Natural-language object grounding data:
★ ★ ★ ★

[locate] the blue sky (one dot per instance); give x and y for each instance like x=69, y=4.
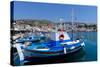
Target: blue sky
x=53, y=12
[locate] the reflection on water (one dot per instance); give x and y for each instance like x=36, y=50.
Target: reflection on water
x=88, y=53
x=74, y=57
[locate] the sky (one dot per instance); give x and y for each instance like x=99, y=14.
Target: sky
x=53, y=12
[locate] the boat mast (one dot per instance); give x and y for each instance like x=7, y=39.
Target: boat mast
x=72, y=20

★ ★ ★ ★

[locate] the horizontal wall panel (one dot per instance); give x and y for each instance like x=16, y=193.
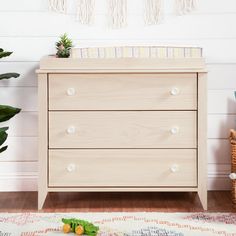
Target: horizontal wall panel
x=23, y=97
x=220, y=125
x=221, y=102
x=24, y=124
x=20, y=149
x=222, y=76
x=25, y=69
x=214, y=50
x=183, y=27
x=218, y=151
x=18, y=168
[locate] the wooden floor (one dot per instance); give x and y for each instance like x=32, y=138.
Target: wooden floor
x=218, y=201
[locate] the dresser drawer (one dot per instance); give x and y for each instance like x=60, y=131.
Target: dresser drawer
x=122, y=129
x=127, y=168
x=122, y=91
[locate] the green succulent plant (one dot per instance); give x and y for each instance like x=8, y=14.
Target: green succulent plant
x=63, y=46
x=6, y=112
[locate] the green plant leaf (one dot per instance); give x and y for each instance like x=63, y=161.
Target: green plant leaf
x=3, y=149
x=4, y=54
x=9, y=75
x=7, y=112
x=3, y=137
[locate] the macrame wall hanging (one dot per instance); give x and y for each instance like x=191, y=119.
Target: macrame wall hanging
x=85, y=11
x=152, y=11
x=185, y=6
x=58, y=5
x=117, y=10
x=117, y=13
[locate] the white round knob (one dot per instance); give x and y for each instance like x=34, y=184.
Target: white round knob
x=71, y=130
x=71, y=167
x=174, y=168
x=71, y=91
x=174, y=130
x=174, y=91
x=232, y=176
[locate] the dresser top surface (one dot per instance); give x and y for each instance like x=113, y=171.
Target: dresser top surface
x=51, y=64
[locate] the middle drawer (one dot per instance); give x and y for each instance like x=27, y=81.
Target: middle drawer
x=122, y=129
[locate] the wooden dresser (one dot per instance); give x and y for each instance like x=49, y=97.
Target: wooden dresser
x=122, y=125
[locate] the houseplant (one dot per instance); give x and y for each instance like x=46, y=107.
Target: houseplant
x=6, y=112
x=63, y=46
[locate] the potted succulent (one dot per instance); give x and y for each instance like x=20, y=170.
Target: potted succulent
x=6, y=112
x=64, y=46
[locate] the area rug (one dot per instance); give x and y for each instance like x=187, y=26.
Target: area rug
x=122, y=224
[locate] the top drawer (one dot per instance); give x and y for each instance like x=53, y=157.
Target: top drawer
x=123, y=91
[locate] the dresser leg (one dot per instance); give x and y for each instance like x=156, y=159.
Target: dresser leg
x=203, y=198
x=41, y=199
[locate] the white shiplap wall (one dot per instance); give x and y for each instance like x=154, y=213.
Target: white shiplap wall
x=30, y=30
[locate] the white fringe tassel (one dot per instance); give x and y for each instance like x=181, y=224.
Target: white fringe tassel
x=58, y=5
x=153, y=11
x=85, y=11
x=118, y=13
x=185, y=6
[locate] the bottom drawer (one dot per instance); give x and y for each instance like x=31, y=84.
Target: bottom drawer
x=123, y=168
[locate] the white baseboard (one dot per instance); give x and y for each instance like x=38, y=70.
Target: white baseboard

★ ★ ★ ★

▶ _Problem to work on_:
With pictures excluded, reproduce exactly the lines above from the one containing "[locate] the blue" down to the one containing "[locate] the reflection", those two included.

▶ _Your solution_:
[locate] the blue sky (one dot per instance); give x and y for each instance like x=69, y=4.
Target: blue sky
x=53, y=12
[locate] the reflection on water (one dot per instance); give x and y for each instance like x=36, y=50.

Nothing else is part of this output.